[Work instructions] Copy the data exactly. Leave nothing out.

[Material supplied]
....................
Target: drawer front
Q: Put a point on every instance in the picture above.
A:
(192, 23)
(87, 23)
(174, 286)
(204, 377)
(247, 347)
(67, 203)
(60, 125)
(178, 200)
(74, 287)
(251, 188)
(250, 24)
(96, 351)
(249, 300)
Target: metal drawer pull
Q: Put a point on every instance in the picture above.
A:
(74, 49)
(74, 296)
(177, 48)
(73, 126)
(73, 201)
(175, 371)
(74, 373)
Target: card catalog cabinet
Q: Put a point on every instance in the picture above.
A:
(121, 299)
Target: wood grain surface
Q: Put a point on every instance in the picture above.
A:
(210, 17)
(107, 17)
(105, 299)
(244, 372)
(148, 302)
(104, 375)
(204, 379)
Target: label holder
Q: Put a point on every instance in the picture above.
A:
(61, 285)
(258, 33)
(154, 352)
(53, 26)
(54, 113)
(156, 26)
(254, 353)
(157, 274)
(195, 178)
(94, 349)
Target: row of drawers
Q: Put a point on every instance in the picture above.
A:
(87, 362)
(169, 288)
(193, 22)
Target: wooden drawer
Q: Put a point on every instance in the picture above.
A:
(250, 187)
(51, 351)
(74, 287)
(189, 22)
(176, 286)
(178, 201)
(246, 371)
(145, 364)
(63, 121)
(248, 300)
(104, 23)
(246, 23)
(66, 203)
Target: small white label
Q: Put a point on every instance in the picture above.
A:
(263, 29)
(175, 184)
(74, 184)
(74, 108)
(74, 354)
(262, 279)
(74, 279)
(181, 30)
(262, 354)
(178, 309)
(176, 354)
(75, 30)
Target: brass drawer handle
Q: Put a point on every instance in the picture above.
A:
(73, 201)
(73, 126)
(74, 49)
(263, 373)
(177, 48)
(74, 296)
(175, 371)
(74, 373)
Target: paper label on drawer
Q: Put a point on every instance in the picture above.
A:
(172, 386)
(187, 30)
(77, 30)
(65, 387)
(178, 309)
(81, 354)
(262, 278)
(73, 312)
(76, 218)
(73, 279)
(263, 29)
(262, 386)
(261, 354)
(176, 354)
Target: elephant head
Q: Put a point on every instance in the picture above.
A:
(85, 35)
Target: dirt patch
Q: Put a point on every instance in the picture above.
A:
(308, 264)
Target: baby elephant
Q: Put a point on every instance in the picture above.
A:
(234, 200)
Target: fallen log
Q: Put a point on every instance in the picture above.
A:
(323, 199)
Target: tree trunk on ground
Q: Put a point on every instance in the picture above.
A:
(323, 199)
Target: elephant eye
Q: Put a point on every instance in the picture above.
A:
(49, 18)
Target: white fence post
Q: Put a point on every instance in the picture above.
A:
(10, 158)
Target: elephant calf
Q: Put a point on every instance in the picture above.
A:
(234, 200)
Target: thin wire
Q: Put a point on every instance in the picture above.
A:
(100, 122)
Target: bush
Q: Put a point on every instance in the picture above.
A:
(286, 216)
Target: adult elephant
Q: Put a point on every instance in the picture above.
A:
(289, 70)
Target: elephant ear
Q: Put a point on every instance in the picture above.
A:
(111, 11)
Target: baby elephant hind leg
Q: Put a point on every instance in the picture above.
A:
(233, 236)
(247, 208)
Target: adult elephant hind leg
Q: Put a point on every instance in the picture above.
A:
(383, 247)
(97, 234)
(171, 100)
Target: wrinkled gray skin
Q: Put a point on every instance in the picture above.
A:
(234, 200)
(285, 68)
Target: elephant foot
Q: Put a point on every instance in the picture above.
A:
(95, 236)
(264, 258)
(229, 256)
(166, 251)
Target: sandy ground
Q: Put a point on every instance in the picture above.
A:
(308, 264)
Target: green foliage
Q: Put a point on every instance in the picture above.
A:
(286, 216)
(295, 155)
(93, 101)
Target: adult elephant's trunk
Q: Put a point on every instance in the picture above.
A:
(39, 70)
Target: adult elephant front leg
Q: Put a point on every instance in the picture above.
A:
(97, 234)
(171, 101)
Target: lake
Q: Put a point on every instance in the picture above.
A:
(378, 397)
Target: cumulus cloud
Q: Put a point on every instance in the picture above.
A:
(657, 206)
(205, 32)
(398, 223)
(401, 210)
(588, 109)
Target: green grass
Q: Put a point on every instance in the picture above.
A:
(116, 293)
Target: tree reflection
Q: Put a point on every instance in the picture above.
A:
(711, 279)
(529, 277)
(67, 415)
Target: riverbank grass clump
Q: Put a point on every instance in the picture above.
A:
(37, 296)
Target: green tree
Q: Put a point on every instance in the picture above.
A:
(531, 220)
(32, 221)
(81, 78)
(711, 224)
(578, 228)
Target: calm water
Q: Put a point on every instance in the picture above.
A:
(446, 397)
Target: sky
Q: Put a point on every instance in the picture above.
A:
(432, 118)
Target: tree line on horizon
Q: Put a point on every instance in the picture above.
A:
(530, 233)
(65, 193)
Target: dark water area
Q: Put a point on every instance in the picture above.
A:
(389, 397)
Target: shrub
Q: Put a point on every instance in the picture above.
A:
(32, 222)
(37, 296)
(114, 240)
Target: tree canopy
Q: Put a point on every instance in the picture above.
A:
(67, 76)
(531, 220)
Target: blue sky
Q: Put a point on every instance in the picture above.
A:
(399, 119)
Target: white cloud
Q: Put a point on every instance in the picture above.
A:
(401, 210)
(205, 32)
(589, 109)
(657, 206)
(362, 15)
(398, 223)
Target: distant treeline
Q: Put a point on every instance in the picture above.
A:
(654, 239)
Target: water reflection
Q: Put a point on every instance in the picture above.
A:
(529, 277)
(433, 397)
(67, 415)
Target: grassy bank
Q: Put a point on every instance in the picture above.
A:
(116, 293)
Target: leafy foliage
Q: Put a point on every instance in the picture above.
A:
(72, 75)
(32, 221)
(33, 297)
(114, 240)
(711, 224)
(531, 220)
....................
[Written reply]
Target: drawer front
Q: Put a point on every instance in the picture above.
A:
(192, 23)
(87, 23)
(174, 286)
(204, 377)
(247, 347)
(67, 203)
(60, 125)
(178, 200)
(74, 287)
(251, 188)
(250, 24)
(96, 351)
(249, 300)
Target: metal drawer pull
Q: Put a point on every instance in the picture above.
A:
(74, 49)
(74, 296)
(177, 48)
(73, 126)
(73, 201)
(175, 371)
(74, 373)
Target: card catalog cabinet
Q: Put a point on every instance in the picture above.
A:
(121, 299)
Target: wood grain surface
Q: Put a point on every instance in the picture above.
A:
(210, 17)
(107, 17)
(105, 299)
(244, 372)
(148, 302)
(104, 375)
(204, 379)
Target: label holder
Q: Put a point on every instance in the picture above.
A:
(61, 285)
(258, 33)
(154, 352)
(53, 26)
(54, 113)
(156, 26)
(254, 353)
(157, 274)
(195, 178)
(94, 349)
Target: row of drawers
Q: Put a point on every instance in the picture above.
A:
(87, 362)
(169, 288)
(193, 22)
Target: wooden drawer
Q: Put a point on every instance in the picture above.
A:
(250, 187)
(51, 351)
(74, 287)
(189, 22)
(176, 286)
(178, 201)
(246, 371)
(145, 364)
(63, 121)
(248, 300)
(104, 23)
(246, 23)
(66, 203)
Target: small white label
Q: Put a point on every instance in the picture above.
A:
(263, 29)
(175, 184)
(74, 184)
(74, 108)
(74, 354)
(262, 279)
(74, 279)
(181, 30)
(262, 354)
(178, 309)
(176, 354)
(75, 30)
Target: brass drawer handle
Q: Put a point on every instance in the picture above.
A:
(73, 201)
(73, 126)
(74, 49)
(263, 373)
(177, 48)
(74, 296)
(175, 371)
(74, 373)
Target: paper label on drawer
Q: Put a point on every instance in the picture above.
A:
(172, 386)
(187, 30)
(77, 30)
(65, 387)
(178, 309)
(81, 354)
(262, 278)
(73, 312)
(76, 218)
(73, 279)
(263, 29)
(262, 386)
(261, 354)
(176, 354)
Target: elephant head
Q: Put a point on every instance in the picture above.
A:
(85, 35)
Target: dirt patch
Q: Put a point on every instance in the picture above.
A:
(308, 264)
Target: baby elephant
Q: Put a point on every instance in the picture above.
A:
(234, 200)
Target: fallen log
Q: Put a point on every instance in the picture above.
A:
(323, 199)
Target: tree trunk on ground
Q: Put a point on every instance in the picture above.
A:
(323, 199)
Target: elephant eye
Q: Put a point on every instance in the picture above.
A:
(49, 18)
Target: white fence post
Q: Put a point on every instance in the picture above.
A:
(10, 158)
Target: elephant calf
Q: Put a point on every instance in the picture above.
A:
(234, 200)
Target: thin wire
Q: Put a point on every instance in the picture above.
A:
(100, 122)
Target: bush
Q: Put a point on every instance in the picture above.
A:
(286, 216)
Target: adult elephant
Q: Put a point on every instance in the picture above.
A:
(289, 70)
Target: elephant ear
Q: Put a point on every instance in the picture above.
A:
(111, 11)
Target: baby elephant hind leg
Q: Put a point on every instance in the picture above.
A:
(233, 236)
(247, 208)
Target: adult elephant hind leg
Q: Put a point on every instance in the picture above.
A:
(383, 247)
(97, 234)
(171, 100)
Target: wrinkled gray skin
Q: Put a point on every instance in the picture above.
A:
(234, 200)
(285, 68)
Target: elephant foot
Q: Put a point on every instance in the picture above.
A:
(95, 236)
(264, 258)
(229, 256)
(166, 251)
Target: sandy ground
Q: Put a point on every instance in the picture above.
A:
(308, 264)
Target: green foliage
Q: Put a point on every instance in the picture above.
A:
(286, 216)
(295, 155)
(93, 101)
Target: adult elephant's trunk
Q: Put a point on every instance in the picture above.
A:
(39, 70)
Target: adult elephant front leg
Q: Put a point on every instance in the picture above.
A:
(97, 234)
(171, 101)
Target: lake
Q: Put a point on every instance in the picture above.
A:
(378, 397)
Target: cumulus cloud
Q: Put a point on every instance in the picture above.
A:
(657, 206)
(205, 32)
(398, 223)
(401, 210)
(588, 109)
Target: green grass
Q: Put a point on every instance in the picture above.
A:
(116, 293)
Target: tree reflection
Q: Put a point on every instance in the picture above.
A:
(711, 279)
(529, 277)
(67, 415)
Target: riverbank grass clump
Q: Put a point on every instance in the picture above.
A:
(37, 296)
Target: green tree
Q: Put a point on every instance in the picture above.
A:
(531, 220)
(32, 221)
(81, 78)
(711, 224)
(578, 228)
Target: calm water
Q: Put a point on every instance in the picture above.
A:
(446, 397)
Target: sky
Q: Put a point on every instance in the picture above.
A:
(432, 118)
Target: tree line on horizon
Q: Put a point on every instance in the picture above.
A:
(530, 233)
(65, 193)
Target: dark water area
Q: Put a point on every instance in the picture above.
A:
(389, 397)
Target: shrub
Q: Put a point on every instance in the picture above.
A:
(32, 222)
(37, 296)
(114, 240)
Target: tree canopy
Q: Put a point on every instance in the picture above.
A:
(67, 76)
(531, 220)
Target: blue sky
Q: Put a point on every instance in the picture above.
A:
(399, 119)
Target: white cloud
Q: Put a point on every instance in the picture above.
A:
(401, 210)
(205, 32)
(589, 109)
(657, 206)
(362, 15)
(398, 223)
Target: distant treeline
Q: Put a point on every instance in the picture above.
A:
(654, 239)
Target: water reflection
Q: Put a point on every instance in the picture above.
A:
(529, 277)
(433, 397)
(67, 415)
Target: grassy bank
Q: Put a point on every instance in the picture above.
A:
(116, 293)
Target: leafy foliage
Q: Put a point on every instance in the picture above.
A:
(72, 75)
(32, 221)
(33, 297)
(114, 240)
(711, 224)
(531, 220)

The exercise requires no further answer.